[RECORDS — start]
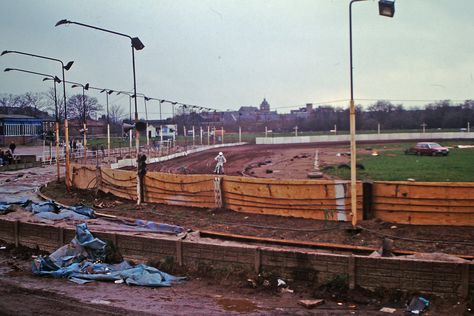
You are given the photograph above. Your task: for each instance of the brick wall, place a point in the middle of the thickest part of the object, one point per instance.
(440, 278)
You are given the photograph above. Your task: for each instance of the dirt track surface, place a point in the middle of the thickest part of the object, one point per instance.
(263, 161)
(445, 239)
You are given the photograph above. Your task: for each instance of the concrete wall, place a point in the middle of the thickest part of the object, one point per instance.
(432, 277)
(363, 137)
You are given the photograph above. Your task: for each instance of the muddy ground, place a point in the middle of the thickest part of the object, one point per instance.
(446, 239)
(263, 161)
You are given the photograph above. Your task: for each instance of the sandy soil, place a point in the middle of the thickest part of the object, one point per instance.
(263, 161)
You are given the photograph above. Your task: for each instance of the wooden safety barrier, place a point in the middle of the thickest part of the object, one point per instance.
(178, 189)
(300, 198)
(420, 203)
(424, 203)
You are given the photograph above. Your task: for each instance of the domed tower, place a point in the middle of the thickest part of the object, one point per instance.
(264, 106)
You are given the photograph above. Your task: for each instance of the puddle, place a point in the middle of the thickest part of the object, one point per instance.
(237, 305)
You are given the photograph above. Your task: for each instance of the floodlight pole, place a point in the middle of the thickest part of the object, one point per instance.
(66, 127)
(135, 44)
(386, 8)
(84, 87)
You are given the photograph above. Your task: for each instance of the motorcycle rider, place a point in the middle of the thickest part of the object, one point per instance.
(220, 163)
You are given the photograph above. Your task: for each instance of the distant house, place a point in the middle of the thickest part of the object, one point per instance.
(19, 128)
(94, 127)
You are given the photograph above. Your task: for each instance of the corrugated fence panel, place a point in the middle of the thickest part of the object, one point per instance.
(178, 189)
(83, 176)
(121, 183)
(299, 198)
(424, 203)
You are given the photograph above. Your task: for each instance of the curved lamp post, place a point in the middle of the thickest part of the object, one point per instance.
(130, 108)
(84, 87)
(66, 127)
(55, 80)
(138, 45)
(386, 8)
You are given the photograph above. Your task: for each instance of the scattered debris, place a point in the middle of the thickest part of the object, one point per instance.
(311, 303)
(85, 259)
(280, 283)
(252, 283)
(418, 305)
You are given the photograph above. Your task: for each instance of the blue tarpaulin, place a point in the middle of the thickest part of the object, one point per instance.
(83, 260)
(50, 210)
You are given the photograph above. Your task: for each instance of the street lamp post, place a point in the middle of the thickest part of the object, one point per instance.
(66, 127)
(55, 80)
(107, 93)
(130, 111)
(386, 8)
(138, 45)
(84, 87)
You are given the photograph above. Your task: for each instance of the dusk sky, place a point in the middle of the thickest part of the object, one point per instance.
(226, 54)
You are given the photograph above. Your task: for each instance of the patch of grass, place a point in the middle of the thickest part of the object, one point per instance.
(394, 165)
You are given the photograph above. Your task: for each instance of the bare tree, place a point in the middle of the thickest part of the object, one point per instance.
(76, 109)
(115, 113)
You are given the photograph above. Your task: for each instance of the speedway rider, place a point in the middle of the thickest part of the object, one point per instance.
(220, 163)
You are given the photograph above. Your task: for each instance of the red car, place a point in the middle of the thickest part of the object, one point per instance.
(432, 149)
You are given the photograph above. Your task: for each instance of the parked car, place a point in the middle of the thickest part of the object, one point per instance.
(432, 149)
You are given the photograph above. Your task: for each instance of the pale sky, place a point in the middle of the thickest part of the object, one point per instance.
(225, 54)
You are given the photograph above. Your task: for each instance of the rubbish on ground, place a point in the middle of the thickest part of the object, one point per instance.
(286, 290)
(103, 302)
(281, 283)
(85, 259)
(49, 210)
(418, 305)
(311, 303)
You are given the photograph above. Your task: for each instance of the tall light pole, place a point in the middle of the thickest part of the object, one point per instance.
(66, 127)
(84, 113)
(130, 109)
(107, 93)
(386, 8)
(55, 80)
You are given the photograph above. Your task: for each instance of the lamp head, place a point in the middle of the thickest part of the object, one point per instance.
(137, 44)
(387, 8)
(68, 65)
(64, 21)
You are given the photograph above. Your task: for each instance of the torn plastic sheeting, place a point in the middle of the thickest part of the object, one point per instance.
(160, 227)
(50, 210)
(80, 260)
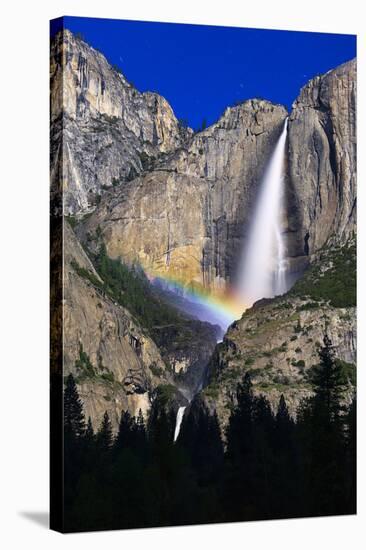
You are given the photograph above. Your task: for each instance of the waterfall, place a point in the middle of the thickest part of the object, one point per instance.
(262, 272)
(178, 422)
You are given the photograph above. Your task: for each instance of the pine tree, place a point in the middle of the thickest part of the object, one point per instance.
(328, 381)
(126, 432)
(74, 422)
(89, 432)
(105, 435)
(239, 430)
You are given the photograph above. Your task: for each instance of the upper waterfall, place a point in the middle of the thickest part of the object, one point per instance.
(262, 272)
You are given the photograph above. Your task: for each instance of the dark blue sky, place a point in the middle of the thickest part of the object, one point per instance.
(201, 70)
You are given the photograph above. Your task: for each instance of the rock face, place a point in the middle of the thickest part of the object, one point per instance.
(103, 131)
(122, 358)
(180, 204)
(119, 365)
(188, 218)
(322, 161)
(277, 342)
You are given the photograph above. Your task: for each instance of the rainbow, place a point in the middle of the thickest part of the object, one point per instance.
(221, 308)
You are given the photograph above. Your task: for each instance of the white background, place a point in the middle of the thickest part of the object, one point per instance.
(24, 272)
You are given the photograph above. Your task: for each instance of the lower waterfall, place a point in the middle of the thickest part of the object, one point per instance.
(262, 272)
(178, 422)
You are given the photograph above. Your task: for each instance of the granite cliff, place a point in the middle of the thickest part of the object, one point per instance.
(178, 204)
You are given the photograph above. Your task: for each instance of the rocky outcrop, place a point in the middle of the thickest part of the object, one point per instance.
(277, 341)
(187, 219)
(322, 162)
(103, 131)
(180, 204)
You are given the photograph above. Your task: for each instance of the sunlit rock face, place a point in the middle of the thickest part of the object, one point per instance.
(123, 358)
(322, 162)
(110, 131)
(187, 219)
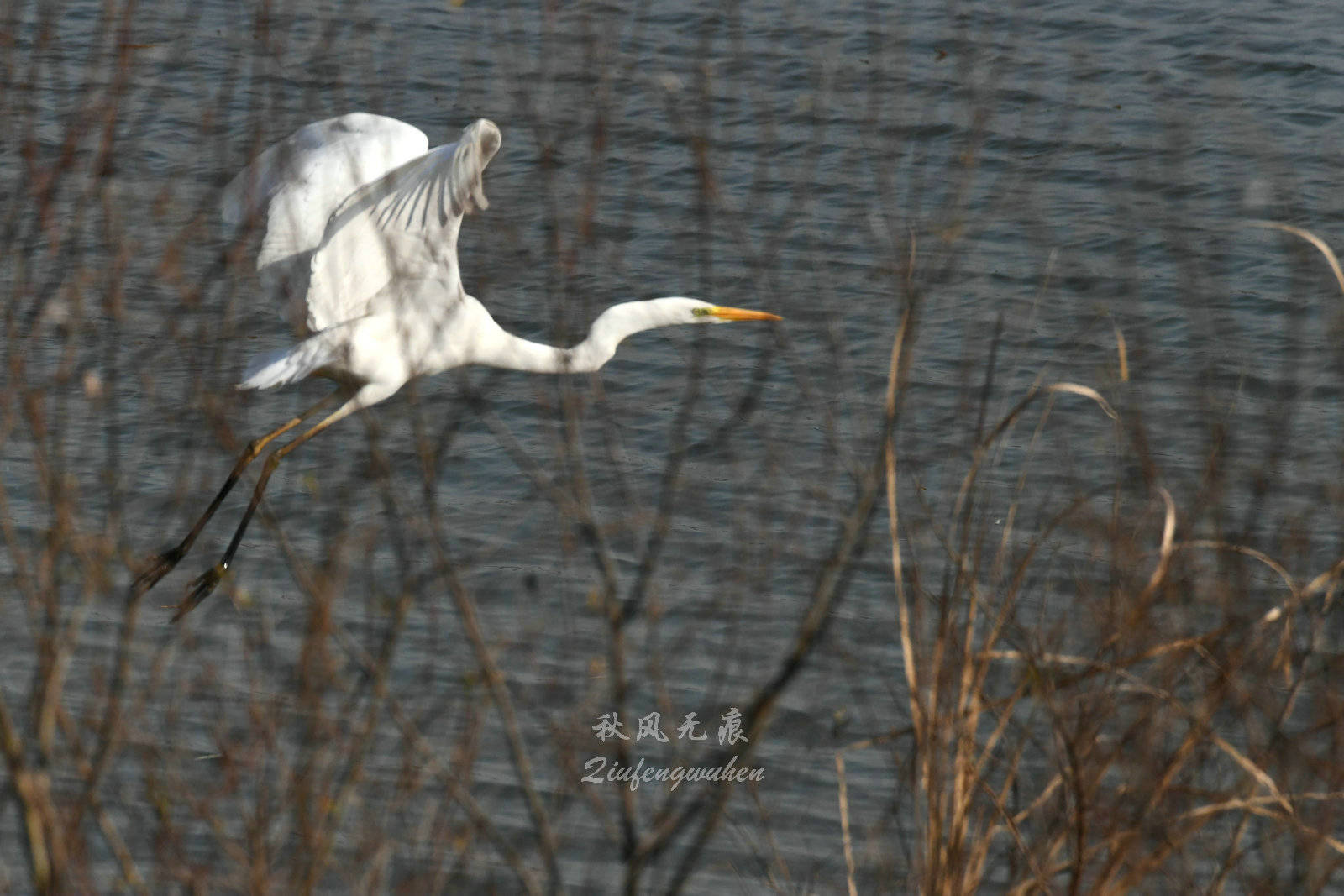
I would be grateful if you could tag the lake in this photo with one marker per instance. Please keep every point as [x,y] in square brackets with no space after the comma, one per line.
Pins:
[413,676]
[RECORDS — finish]
[RECORDS — start]
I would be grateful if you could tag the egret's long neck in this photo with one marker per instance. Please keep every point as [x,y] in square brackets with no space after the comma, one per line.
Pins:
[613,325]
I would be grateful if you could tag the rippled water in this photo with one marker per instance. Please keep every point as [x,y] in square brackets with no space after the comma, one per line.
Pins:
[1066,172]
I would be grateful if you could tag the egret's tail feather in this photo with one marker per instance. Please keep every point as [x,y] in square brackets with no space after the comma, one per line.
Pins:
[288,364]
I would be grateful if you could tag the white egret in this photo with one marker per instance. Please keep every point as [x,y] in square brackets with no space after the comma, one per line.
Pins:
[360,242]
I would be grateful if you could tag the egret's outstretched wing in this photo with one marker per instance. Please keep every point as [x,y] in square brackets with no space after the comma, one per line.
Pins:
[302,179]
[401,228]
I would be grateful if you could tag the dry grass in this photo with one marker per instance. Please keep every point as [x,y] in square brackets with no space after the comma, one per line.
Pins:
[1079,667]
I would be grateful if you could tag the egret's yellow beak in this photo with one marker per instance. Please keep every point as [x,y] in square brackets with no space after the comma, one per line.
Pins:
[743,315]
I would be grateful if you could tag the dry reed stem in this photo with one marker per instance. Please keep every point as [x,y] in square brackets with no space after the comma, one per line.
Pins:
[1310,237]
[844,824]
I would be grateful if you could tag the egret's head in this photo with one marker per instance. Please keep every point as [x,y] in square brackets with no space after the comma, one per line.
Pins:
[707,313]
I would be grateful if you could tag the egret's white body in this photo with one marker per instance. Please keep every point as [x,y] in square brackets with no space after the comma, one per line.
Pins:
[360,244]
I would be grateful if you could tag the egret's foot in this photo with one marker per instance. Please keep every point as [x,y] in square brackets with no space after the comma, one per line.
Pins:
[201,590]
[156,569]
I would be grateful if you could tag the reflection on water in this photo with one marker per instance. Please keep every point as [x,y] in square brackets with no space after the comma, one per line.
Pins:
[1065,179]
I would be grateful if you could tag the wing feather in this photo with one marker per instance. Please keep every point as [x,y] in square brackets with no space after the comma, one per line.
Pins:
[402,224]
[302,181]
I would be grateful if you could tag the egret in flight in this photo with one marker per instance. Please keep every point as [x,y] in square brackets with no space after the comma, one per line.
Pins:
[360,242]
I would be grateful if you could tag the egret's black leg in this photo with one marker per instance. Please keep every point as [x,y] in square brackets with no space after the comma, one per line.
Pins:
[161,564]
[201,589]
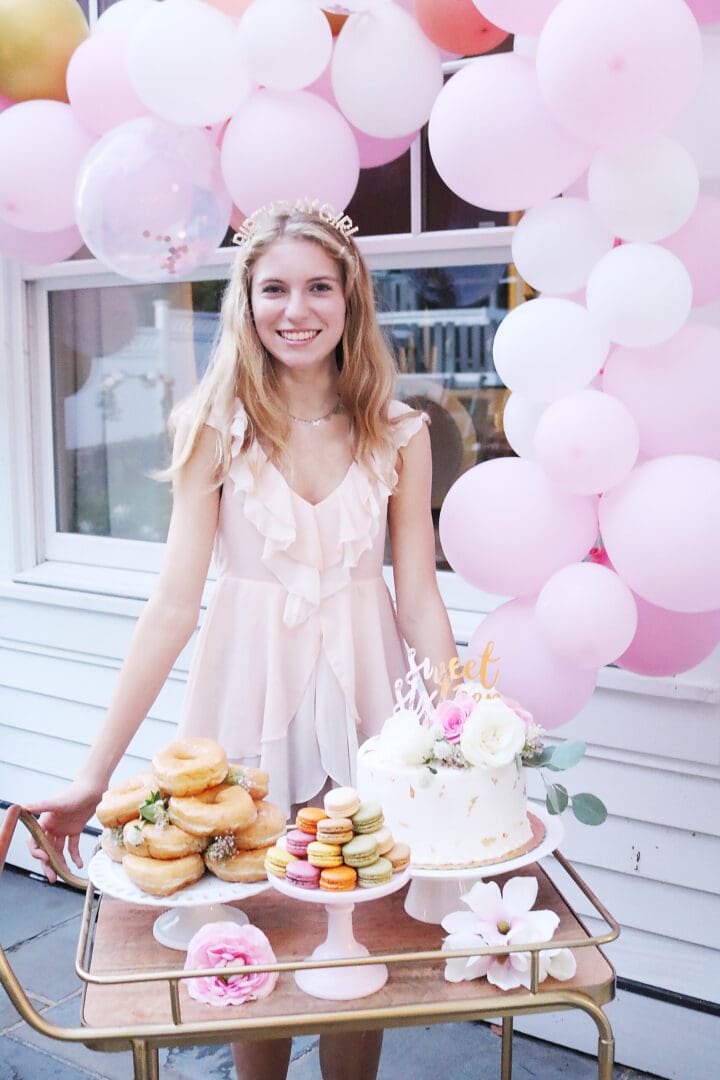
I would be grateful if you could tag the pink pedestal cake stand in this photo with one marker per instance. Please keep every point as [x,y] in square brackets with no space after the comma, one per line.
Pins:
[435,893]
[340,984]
[RECORDS — finish]
[RECORDS — start]
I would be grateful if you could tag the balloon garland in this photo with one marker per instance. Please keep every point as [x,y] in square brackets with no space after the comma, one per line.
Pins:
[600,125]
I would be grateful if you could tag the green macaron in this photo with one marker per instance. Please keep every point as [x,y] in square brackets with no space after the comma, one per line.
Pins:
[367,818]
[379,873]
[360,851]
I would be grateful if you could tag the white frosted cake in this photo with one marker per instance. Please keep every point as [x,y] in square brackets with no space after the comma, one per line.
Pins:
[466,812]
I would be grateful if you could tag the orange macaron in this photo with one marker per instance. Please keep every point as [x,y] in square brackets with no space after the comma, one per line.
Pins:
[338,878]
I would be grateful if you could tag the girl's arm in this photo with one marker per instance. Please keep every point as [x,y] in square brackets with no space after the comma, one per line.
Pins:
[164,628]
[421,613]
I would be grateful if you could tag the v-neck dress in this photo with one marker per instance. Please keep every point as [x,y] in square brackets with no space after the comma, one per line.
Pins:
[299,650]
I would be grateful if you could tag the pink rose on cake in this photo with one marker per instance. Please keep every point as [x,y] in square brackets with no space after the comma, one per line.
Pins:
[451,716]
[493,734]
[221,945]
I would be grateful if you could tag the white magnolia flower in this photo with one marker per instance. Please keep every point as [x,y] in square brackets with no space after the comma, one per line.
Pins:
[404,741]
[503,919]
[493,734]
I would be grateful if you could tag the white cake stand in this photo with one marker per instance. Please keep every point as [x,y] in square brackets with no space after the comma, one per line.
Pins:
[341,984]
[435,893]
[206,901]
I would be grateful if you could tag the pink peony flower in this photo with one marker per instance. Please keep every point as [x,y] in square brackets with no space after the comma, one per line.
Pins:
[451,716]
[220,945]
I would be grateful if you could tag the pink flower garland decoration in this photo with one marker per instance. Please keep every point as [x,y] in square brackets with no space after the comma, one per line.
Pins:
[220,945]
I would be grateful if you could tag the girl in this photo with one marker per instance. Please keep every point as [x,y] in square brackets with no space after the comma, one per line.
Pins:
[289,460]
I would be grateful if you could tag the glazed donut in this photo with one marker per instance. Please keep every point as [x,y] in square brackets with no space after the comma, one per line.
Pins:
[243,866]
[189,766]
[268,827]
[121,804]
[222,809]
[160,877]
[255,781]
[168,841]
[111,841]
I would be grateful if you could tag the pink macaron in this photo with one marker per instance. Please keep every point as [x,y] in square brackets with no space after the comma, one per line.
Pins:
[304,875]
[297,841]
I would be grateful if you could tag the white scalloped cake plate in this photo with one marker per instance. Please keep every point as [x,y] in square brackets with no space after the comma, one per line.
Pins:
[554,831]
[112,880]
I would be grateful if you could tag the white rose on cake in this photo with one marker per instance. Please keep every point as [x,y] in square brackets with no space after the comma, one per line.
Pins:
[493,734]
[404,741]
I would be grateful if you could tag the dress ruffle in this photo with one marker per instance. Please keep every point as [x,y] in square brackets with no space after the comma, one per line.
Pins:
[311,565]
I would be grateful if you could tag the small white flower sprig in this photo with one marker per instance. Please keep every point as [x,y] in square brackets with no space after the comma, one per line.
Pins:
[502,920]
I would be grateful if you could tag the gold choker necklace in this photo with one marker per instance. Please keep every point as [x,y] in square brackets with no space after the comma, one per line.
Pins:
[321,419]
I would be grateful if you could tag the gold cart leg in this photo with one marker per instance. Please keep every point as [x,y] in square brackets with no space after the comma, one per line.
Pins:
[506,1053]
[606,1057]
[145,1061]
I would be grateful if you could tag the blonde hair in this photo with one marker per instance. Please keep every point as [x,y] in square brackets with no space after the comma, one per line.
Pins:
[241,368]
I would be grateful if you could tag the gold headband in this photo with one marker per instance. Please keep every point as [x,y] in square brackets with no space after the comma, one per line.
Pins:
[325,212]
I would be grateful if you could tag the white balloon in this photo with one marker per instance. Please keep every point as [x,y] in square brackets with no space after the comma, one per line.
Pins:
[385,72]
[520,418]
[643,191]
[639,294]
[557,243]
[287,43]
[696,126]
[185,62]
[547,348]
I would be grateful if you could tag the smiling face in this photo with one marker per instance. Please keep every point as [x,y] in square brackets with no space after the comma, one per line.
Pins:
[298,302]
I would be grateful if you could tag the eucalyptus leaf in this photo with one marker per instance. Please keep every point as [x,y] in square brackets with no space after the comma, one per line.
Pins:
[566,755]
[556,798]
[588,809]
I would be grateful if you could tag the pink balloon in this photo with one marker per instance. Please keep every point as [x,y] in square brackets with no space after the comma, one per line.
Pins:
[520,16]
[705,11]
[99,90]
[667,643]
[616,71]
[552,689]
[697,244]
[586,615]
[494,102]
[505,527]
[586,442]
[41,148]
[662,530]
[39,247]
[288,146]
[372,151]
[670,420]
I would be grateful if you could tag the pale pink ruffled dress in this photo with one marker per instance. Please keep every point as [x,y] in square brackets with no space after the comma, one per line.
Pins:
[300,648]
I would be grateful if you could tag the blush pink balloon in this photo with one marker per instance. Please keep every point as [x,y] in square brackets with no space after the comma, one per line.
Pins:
[RECORDS — finish]
** EXERCISE AIM **
Working through the entries line by line, count those containing "wing" and report only the number.

** SOLVED EXERCISE **
2